▸ Written task:
Change "single dot" to "single point" wherever it occurs in the lines below, and leave everything else untouched.

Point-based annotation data
········

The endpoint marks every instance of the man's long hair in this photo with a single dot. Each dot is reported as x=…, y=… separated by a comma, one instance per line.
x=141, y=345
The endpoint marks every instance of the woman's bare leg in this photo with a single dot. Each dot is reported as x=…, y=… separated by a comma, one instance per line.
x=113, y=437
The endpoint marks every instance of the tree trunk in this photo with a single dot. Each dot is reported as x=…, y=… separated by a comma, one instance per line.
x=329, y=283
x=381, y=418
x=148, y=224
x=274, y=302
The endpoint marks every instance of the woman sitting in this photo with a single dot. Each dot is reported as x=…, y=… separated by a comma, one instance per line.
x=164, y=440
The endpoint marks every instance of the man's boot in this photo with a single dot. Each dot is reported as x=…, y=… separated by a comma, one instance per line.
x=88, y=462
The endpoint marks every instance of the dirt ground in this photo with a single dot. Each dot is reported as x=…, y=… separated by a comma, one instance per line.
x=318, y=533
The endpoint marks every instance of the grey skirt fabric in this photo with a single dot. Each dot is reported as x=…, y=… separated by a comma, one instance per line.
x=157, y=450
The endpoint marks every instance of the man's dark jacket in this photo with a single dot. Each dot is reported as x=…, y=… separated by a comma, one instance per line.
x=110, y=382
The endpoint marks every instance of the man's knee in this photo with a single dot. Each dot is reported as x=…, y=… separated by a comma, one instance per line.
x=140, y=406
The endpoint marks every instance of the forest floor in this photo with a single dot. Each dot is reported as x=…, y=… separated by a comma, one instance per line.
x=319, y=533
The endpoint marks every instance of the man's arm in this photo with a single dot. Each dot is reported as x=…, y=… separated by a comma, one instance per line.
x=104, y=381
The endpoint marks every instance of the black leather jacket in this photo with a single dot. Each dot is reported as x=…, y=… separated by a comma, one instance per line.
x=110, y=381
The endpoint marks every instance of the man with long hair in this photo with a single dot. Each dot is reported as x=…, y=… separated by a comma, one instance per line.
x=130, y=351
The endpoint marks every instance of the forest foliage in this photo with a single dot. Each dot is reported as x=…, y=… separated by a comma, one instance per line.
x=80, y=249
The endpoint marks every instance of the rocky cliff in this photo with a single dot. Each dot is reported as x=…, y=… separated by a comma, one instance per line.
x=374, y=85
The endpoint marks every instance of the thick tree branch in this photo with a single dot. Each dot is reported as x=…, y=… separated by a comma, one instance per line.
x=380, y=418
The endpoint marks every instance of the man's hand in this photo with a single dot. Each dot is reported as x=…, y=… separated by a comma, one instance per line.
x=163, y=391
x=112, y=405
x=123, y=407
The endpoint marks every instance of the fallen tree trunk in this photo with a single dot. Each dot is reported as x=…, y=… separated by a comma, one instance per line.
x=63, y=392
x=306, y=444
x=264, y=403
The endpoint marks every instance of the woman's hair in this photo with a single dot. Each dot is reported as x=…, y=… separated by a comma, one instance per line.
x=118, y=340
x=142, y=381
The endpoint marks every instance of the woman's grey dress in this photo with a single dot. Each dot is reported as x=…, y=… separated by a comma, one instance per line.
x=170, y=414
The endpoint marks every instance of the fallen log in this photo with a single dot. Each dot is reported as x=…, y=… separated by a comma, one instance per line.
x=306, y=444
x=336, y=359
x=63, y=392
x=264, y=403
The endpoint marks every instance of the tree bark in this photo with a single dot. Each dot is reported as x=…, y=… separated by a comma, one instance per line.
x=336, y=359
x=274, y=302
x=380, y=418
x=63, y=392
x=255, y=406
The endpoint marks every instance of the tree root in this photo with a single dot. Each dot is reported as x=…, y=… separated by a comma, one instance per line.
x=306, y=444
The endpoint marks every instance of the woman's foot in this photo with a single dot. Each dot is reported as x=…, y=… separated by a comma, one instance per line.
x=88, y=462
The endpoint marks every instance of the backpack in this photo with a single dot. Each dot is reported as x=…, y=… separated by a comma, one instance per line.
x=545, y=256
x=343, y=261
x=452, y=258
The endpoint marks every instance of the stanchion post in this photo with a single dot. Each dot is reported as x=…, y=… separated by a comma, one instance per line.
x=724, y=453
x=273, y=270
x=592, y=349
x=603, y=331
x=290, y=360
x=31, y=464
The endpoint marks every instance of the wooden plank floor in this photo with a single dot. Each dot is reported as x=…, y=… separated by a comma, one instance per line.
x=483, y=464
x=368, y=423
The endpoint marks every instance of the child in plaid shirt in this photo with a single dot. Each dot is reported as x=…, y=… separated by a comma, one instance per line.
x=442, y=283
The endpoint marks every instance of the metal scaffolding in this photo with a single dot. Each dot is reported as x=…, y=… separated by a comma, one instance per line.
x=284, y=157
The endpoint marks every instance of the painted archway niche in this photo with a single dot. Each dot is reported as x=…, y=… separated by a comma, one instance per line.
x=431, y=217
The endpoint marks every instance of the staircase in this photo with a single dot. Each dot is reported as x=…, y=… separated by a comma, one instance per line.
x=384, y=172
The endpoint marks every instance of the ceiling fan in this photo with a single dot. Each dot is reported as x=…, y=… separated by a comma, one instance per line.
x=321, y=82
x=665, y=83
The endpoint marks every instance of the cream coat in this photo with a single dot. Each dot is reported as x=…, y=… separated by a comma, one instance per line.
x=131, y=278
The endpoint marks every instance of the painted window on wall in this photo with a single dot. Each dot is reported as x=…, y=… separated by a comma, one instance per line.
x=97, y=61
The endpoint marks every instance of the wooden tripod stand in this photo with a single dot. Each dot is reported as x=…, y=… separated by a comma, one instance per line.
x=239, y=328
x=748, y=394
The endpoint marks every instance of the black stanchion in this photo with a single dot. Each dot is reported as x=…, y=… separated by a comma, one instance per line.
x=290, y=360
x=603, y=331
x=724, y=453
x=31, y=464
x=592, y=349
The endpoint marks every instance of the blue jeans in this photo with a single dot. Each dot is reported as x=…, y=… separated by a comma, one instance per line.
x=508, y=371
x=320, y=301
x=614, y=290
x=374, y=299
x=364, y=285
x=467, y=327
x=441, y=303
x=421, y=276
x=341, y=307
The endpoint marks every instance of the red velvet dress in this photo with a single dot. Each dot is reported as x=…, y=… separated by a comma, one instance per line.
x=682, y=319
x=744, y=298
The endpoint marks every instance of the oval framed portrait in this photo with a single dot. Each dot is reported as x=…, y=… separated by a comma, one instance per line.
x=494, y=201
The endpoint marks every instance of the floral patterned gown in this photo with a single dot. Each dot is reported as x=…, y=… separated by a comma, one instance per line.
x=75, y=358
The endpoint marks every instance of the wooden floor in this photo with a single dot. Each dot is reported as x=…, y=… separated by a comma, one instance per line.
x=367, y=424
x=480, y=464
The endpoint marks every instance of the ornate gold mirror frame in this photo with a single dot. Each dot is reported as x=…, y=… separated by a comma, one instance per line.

········

▸ Correct answer:
The endpoint marks every instance of the man's long hair in this photo with a single point. Each dot is reported as x=…, y=… separated by a comma, one instance per line.
x=141, y=345
The endpoint marks every instance of the woman's bare leg in this photo with a single point. Each dot is reported as x=…, y=… separated by a comma, one instance per line.
x=113, y=437
The endpoint marks every instance of the tree trunk in this photo with a single point. Each dot is reported as x=…, y=… separated by a comma, one instance per line.
x=329, y=283
x=381, y=418
x=148, y=224
x=274, y=302
The endpoint marks every instance of the woman sitting in this photo with a single point. Each dot is reported as x=…, y=… separated by a comma, one instance per line.
x=164, y=440
The endpoint marks every instance of the man's boot in this photo with a single point. Each dot is reported as x=…, y=… separated by a comma, one instance per line.
x=88, y=462
The endpoint marks every instance of the dirt ground in this photo with a single point. Each dot is reported as x=…, y=… separated by a comma, one instance per line.
x=318, y=533
The endpoint marks every instance of the grey skirt fabric in this photo with a single point. Each dot is reported as x=…, y=… separated by a comma, one instance per line.
x=157, y=450
The endpoint marks every instance of the man's dark jacket in this photo with a single point. Each dot is reported as x=…, y=… separated by a comma, one instance per line.
x=110, y=382
The endpoint marks every instance of the man's knee in this photo with a single point. Each dot is reported as x=…, y=… separated by a comma, one instance per line.
x=140, y=406
The endpoint marks every instance of the forest floor in this photo with a single point. Each dot is reported as x=…, y=… separated by a comma, one instance per line.
x=319, y=533
The endpoint marks every instance of the man's arm in this photo with a single point. Each dot is reported as x=…, y=… separated by a comma, one instance per line.
x=104, y=381
The endpoint marks every instance of the black leather jacket in this photo with a single point. Each dot is reported as x=…, y=… separated by a comma, one instance per line.
x=110, y=381
The endpoint marks every instance of the man with long hair in this photo with a single point. Each dot is reported as x=…, y=… separated by a comma, one instance per line.
x=130, y=351
The endpoint marks every instance of the forest foliage in this photo with a single point. Each dot is reported as x=…, y=… separated by a comma, one instance per line.
x=80, y=249
The endpoint marks every instance of the rocky cliff in this photo with a single point. Each dot is reported as x=…, y=… separated by a comma, one instance per line.
x=374, y=85
The endpoint marks every instance of the thick tree branch in this photo with a single point. Each dot is reported as x=…, y=… separated by a comma, one instance per line.
x=380, y=418
The endpoint marks every instance of the man's hand in this photo with a single point. Each dot is reported as x=…, y=… separated by a comma, one instance per line.
x=163, y=391
x=112, y=405
x=123, y=407
The endpoint marks every instance of the fallen tree trunk in this photo with a single point. Each dot is reported as x=…, y=… separated by a comma, one instance per line.
x=63, y=392
x=306, y=444
x=264, y=403
The endpoint marks every instance of the woman's hair in this photo with a single point. Each dot is reported as x=…, y=… separated by a comma, one instance per line.
x=118, y=340
x=142, y=381
The endpoint marks every instance of the woman's grey dress in this photo with a single point. Each dot is reported as x=…, y=… separated by a comma, one instance per line.
x=170, y=414
The endpoint marks every instance of the fallen log in this photo with a single point. Each dot is reported as x=…, y=… separated by a comma, one instance per line.
x=306, y=444
x=336, y=359
x=63, y=392
x=264, y=403
The endpoint marks every instance of the tree bark in this photo with a single point. Each dot is reported as x=…, y=… separated by a comma, one instance per line.
x=336, y=359
x=274, y=302
x=380, y=418
x=63, y=392
x=255, y=406
The endpoint marks every instance of the tree root in this photo with a single point. Each dot is reported as x=…, y=… separated by a comma, one instance per line.
x=306, y=444
The endpoint marks every instance of the woman's foot in this photo with a single point. Each dot is reported as x=…, y=… separated by a comma, one instance per line.
x=88, y=462
The endpoint marks every instance of the backpack in this photo with a single point. Each dot is reported as x=…, y=… separated by a comma, one instance per line.
x=545, y=256
x=343, y=261
x=452, y=258
The endpoint marks every instance of the stanchion post in this photo with a single point. Each dot is reported as x=…, y=… separated by a comma, one instance per line.
x=724, y=453
x=273, y=270
x=592, y=349
x=603, y=331
x=290, y=360
x=31, y=464
The endpoint marks every instance of the wooden plank floor in this photo with a single point. Each dot is reported as x=…, y=… separated by a comma, one instance per line.
x=483, y=464
x=368, y=423
The endpoint marks every instance of the child in plaid shirt in this photo with a single point. Each dot is reported as x=…, y=… separated by a comma, one instance per line.
x=442, y=283
The endpoint marks every instance of the metal scaffolding in this photo with a single point. Each dot is reported as x=…, y=… separated by a comma, one instance per line.
x=284, y=157
The endpoint marks every instance of the painted archway niche in this photo with a single point. Each dot is reported as x=…, y=… separated by a comma, one instance per line.
x=431, y=217
The endpoint marks every instance of the staircase in this photo with a single point. Each dot is reported as x=…, y=… separated by a comma, one instance per line.
x=384, y=172
The endpoint marks every instance of the ceiling fan in this photo with a single point. Each dot is reported as x=…, y=… separated by a comma, one instance per line.
x=321, y=82
x=665, y=83
The endpoint marks every instance of the cream coat in this photo with a single point. Each dot is reported as x=…, y=… separated by a comma, one instance per line.
x=131, y=278
The endpoint marks every instance of the painted window on wall in this photo with a single point. Each dot is reported as x=…, y=… separated by a comma, one instance per line.
x=97, y=61
The endpoint marks every instance of the wooden tripod stand in this photo with a single point. Each dot is reported as x=…, y=… separated by a comma, one instance per line.
x=239, y=328
x=748, y=394
The endpoint marks every instance of the black stanchion in this photo with a single point. Each dot is reported as x=…, y=… separated by a comma, one instance per line.
x=290, y=360
x=603, y=331
x=724, y=453
x=31, y=464
x=592, y=349
The endpoint marks every instance of the blue jeans in this photo with a single point. Each dot is reported as x=…, y=… separated by a comma, one instance per line.
x=508, y=371
x=320, y=301
x=614, y=290
x=374, y=299
x=364, y=285
x=467, y=327
x=441, y=303
x=421, y=276
x=341, y=307
The endpoint marks every instance of the red velvet dress in this photo with a single point. Each dot is reported as x=…, y=… separated by a comma, one instance per line.
x=682, y=319
x=744, y=298
The endpoint marks every instance of the oval framed portrait in this photo with a single point. Each dot is reported as x=…, y=… separated by a comma, one instance per line.
x=494, y=201
The endpoint marks every instance of the floral patterned gown in this photo with a single point. Each dot is reported as x=…, y=… separated by a comma, one instance per line.
x=75, y=358
The endpoint marks every instance of the wooden floor in this photo with a single point. Each dot is reported as x=…, y=… separated by a comma, one instance per line.
x=367, y=424
x=480, y=464
The endpoint marks every instance of the ornate gold mirror frame in this photo with a single point. Each dot is reported as x=…, y=… separated by a comma, one instance per line.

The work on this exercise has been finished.